Select every line of the rows below that contains the word "knee", and copy each one in full. Matches must agree in case.

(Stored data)
————

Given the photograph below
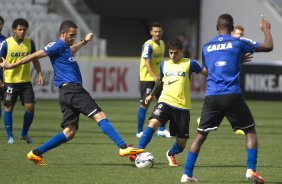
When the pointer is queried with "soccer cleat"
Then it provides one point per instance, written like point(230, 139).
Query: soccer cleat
point(164, 133)
point(239, 132)
point(186, 179)
point(139, 135)
point(130, 151)
point(171, 160)
point(27, 138)
point(38, 160)
point(132, 158)
point(254, 176)
point(198, 120)
point(11, 140)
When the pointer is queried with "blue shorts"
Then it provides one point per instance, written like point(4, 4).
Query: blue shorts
point(14, 90)
point(232, 106)
point(74, 99)
point(146, 88)
point(179, 119)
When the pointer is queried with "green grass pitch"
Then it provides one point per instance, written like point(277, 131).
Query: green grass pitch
point(91, 157)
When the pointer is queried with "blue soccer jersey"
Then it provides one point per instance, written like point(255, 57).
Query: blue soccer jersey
point(222, 57)
point(64, 64)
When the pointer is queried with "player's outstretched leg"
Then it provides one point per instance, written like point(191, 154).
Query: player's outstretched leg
point(38, 160)
point(254, 176)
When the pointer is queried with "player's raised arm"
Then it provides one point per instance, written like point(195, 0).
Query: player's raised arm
point(267, 46)
point(37, 55)
point(77, 46)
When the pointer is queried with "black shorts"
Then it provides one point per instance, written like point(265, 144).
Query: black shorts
point(232, 106)
point(146, 88)
point(74, 99)
point(179, 119)
point(14, 90)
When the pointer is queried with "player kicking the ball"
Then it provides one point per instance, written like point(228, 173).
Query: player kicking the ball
point(74, 99)
point(174, 103)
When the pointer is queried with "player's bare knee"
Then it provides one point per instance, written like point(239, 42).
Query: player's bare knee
point(181, 142)
point(70, 131)
point(154, 124)
point(99, 116)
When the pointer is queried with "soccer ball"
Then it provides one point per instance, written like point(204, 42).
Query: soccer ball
point(145, 160)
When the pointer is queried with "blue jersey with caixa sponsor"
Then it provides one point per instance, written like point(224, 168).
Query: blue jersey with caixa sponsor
point(66, 69)
point(222, 57)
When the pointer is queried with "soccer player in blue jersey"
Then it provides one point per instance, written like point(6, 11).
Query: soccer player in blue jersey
point(174, 103)
point(222, 57)
point(74, 99)
point(2, 38)
point(153, 51)
point(17, 82)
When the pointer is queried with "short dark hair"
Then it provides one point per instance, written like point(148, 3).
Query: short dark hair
point(225, 21)
point(65, 25)
point(175, 43)
point(156, 24)
point(21, 22)
point(239, 27)
point(1, 19)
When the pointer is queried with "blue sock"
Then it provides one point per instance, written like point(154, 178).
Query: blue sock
point(28, 118)
point(146, 137)
point(190, 163)
point(141, 119)
point(175, 150)
point(252, 158)
point(52, 143)
point(162, 127)
point(8, 123)
point(109, 130)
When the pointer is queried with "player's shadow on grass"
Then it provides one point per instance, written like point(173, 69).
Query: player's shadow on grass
point(243, 166)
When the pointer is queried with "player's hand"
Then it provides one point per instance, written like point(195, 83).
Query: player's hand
point(1, 85)
point(89, 37)
point(148, 99)
point(40, 80)
point(246, 58)
point(264, 24)
point(5, 64)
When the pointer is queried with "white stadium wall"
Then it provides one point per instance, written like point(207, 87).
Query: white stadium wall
point(105, 78)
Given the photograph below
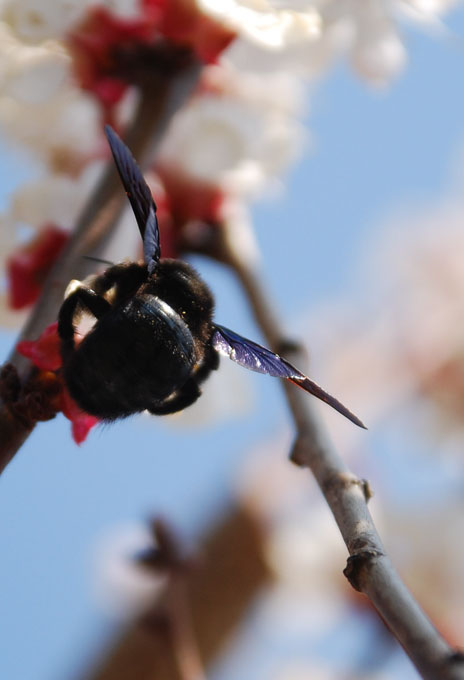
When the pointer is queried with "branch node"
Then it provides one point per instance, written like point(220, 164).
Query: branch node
point(366, 489)
point(358, 563)
point(302, 450)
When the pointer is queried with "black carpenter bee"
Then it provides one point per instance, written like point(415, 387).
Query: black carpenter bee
point(154, 340)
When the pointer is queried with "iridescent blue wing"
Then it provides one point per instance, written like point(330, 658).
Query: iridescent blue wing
point(257, 358)
point(139, 196)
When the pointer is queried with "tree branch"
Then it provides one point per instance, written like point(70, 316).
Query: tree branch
point(161, 94)
point(368, 568)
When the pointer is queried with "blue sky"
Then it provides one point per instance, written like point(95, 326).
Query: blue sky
point(372, 153)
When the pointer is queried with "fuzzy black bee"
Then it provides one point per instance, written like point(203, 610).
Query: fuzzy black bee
point(154, 341)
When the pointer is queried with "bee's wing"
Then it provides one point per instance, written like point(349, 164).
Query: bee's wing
point(139, 196)
point(257, 358)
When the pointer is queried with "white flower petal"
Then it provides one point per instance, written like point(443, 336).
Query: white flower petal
point(38, 20)
point(261, 23)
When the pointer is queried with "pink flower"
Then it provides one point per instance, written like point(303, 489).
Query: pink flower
point(45, 354)
point(45, 351)
point(28, 267)
point(109, 50)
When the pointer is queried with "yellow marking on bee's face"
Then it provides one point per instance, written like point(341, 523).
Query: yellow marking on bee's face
point(72, 286)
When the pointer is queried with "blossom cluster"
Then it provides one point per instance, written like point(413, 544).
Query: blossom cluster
point(67, 67)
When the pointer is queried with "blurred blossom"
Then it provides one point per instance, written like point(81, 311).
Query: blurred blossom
point(410, 340)
point(30, 73)
point(232, 139)
point(64, 130)
point(261, 22)
point(37, 21)
point(304, 548)
point(54, 198)
point(426, 541)
point(303, 672)
point(123, 587)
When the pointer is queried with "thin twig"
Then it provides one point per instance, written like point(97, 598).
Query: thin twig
point(368, 568)
point(160, 98)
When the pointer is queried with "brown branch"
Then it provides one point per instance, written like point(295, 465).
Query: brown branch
point(230, 570)
point(368, 568)
point(160, 96)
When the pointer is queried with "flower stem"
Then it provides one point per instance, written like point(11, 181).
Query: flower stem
point(368, 569)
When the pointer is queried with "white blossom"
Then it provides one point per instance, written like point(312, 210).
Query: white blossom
point(35, 21)
point(260, 22)
point(237, 141)
point(56, 199)
point(31, 73)
point(61, 130)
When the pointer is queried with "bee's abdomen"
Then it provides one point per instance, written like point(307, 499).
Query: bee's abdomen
point(135, 357)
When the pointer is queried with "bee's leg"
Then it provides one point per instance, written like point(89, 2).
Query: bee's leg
point(81, 298)
point(182, 398)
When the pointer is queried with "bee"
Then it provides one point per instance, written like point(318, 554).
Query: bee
point(154, 340)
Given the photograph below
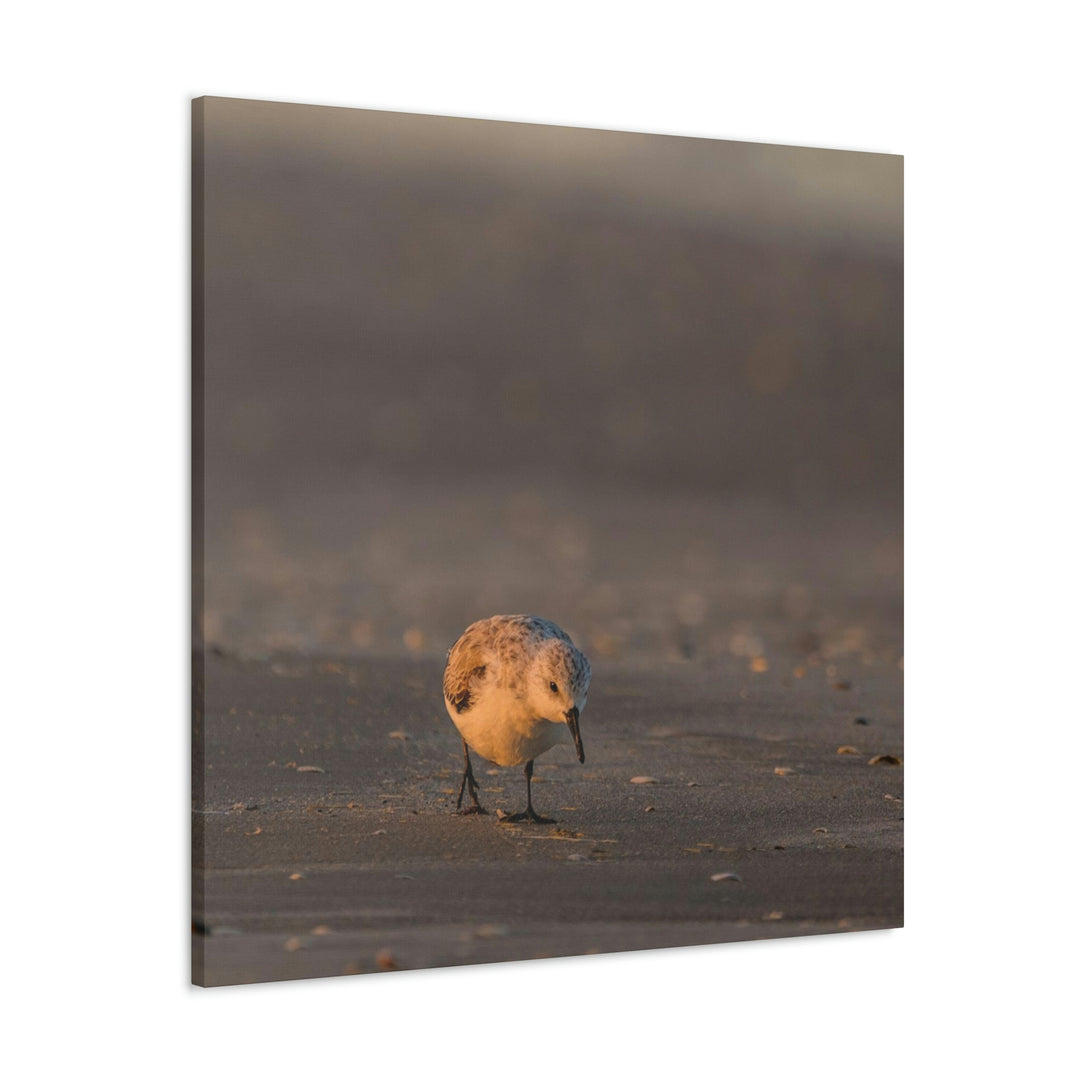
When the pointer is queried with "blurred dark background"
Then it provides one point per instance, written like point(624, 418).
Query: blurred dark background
point(647, 386)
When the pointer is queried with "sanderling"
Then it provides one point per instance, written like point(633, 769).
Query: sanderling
point(510, 682)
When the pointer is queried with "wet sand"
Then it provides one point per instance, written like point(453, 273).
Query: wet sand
point(325, 841)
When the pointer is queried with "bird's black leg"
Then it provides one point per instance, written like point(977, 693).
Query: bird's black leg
point(469, 779)
point(528, 813)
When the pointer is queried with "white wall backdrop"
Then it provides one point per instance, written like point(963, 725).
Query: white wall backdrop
point(95, 444)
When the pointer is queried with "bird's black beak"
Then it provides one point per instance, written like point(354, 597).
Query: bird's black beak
point(571, 723)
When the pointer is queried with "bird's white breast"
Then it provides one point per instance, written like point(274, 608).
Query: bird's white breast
point(501, 727)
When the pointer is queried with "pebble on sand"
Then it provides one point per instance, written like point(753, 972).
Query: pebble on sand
point(386, 960)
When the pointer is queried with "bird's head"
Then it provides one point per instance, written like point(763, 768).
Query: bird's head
point(558, 687)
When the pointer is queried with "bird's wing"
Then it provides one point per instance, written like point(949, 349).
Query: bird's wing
point(464, 670)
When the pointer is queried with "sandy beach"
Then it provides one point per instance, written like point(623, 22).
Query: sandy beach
point(325, 840)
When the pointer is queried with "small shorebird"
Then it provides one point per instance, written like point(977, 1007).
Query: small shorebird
point(511, 682)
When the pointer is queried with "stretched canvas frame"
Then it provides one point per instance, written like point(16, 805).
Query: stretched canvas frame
point(645, 387)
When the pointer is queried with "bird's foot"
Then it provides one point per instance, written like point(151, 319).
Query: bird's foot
point(529, 815)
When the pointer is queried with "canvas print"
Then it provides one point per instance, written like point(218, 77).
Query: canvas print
point(547, 541)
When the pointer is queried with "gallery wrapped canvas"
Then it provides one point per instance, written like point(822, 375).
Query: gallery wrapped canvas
point(547, 552)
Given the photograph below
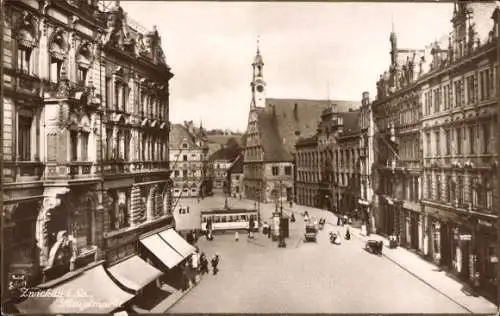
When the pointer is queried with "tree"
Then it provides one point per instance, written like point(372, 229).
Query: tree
point(233, 148)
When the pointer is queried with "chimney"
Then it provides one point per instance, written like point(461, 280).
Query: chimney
point(366, 98)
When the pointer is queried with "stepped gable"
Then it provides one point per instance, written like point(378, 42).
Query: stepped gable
point(350, 123)
point(289, 119)
point(237, 165)
point(179, 133)
point(274, 151)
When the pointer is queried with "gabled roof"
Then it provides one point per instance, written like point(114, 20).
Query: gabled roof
point(351, 123)
point(178, 135)
point(305, 142)
point(222, 139)
point(270, 138)
point(237, 164)
point(300, 117)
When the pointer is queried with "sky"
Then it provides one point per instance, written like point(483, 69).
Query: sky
point(311, 50)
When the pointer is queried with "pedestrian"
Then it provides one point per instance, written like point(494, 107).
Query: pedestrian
point(215, 263)
point(186, 280)
point(347, 234)
point(195, 263)
point(203, 263)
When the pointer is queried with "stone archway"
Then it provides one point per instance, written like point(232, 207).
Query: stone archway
point(152, 203)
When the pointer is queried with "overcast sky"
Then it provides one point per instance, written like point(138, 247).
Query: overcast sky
point(310, 50)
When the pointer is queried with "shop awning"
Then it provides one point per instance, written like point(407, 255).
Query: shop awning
point(92, 292)
point(162, 250)
point(177, 242)
point(134, 273)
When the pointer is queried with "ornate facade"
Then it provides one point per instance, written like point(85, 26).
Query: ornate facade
point(397, 163)
point(459, 105)
point(85, 136)
point(274, 127)
point(338, 147)
point(188, 156)
point(366, 159)
point(436, 164)
point(307, 172)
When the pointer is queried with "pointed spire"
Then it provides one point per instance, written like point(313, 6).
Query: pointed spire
point(258, 58)
point(258, 42)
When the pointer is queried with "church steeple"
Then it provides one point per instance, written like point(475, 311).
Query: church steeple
point(394, 44)
point(258, 85)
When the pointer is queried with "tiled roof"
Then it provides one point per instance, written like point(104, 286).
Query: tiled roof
point(222, 139)
point(351, 123)
point(225, 153)
point(300, 117)
point(481, 17)
point(178, 135)
point(237, 165)
point(304, 142)
point(270, 138)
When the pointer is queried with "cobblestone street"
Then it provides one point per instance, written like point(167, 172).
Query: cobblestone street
point(257, 276)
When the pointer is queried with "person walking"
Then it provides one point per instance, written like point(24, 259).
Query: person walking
point(203, 264)
point(215, 263)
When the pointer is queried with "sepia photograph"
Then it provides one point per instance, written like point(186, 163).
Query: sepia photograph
point(249, 157)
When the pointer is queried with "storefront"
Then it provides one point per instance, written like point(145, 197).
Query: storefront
point(91, 292)
point(487, 254)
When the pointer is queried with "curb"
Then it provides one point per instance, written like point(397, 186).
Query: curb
point(178, 299)
point(360, 237)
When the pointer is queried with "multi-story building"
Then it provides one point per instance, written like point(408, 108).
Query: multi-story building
point(397, 164)
point(459, 101)
point(236, 176)
point(366, 160)
point(307, 172)
point(85, 138)
point(274, 126)
point(188, 150)
point(338, 156)
point(219, 164)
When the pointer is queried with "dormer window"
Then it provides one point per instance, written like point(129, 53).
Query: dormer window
point(23, 59)
point(81, 74)
point(55, 69)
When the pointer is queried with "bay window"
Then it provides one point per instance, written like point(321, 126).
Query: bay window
point(73, 139)
point(55, 69)
point(85, 146)
point(23, 59)
point(24, 137)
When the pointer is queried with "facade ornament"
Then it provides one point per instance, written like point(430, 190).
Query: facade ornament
point(27, 32)
point(41, 231)
point(58, 46)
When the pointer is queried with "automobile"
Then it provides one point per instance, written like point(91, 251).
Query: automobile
point(311, 232)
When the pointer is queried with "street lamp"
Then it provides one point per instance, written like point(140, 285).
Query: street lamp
point(282, 243)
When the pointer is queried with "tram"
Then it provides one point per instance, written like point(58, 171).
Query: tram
point(229, 219)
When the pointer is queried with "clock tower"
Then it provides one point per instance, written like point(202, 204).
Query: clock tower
point(258, 85)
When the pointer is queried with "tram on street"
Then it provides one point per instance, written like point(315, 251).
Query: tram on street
point(229, 219)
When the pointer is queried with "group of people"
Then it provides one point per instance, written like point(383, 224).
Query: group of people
point(197, 265)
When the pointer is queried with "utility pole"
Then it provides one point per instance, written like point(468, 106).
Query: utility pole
point(497, 11)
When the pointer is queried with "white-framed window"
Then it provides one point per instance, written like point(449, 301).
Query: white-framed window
point(73, 140)
point(85, 146)
point(23, 59)
point(55, 69)
point(24, 137)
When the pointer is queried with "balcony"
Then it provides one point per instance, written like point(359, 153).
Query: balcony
point(28, 84)
point(82, 169)
point(24, 171)
point(113, 167)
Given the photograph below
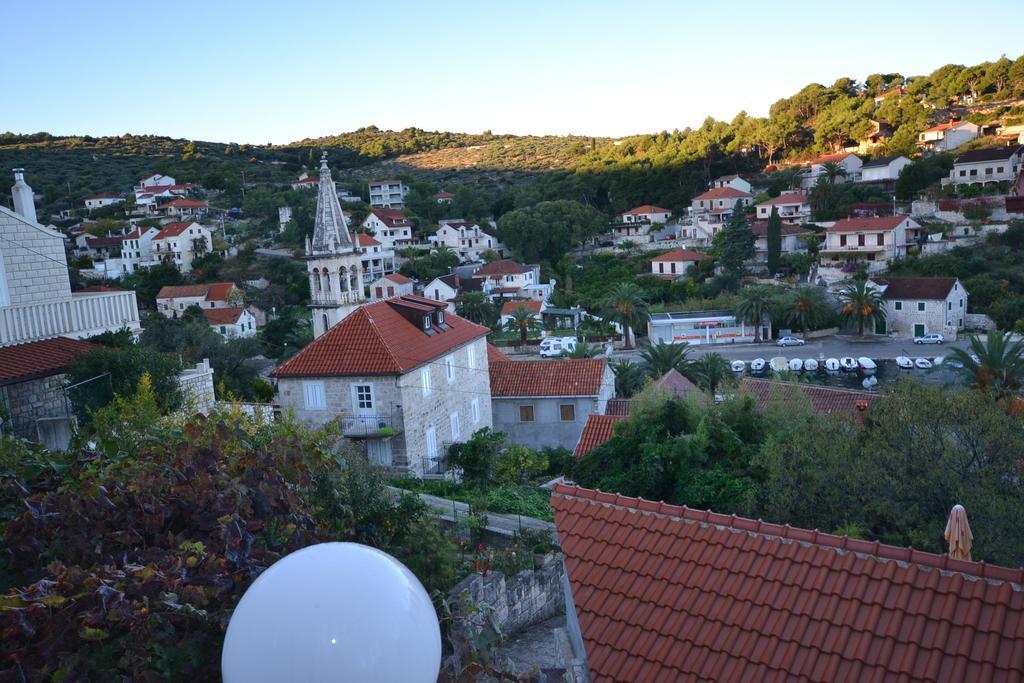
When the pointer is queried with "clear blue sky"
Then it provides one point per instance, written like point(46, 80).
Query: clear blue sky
point(276, 72)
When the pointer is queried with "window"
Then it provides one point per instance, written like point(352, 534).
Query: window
point(313, 398)
point(431, 435)
point(363, 397)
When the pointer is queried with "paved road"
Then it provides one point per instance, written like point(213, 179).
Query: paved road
point(828, 347)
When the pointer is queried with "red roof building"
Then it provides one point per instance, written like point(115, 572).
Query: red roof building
point(599, 428)
point(383, 338)
point(571, 377)
point(667, 593)
point(22, 363)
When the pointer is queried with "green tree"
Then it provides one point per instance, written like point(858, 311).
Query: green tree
point(774, 241)
point(548, 230)
point(626, 305)
point(861, 302)
point(754, 306)
point(522, 321)
point(806, 308)
point(735, 244)
point(999, 365)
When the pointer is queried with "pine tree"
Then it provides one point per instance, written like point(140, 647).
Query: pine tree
point(774, 242)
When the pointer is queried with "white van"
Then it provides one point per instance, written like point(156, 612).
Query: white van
point(555, 346)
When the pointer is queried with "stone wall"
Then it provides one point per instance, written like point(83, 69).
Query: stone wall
point(515, 602)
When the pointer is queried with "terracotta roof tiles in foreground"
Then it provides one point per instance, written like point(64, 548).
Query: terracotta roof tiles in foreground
point(22, 363)
point(381, 338)
point(666, 593)
point(569, 377)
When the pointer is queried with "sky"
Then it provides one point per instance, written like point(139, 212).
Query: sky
point(273, 72)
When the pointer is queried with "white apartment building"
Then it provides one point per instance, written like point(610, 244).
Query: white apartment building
point(985, 166)
point(388, 194)
point(181, 243)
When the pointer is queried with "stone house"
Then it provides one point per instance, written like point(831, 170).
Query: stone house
point(916, 306)
point(546, 402)
point(402, 376)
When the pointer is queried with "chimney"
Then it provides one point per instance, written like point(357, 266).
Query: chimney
point(25, 201)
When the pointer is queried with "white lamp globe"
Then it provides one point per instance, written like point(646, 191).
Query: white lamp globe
point(335, 611)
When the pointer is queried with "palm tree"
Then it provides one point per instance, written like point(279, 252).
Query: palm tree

————

Response »
When the pointer is queried with "player's bare knee"
Query: player's bare knee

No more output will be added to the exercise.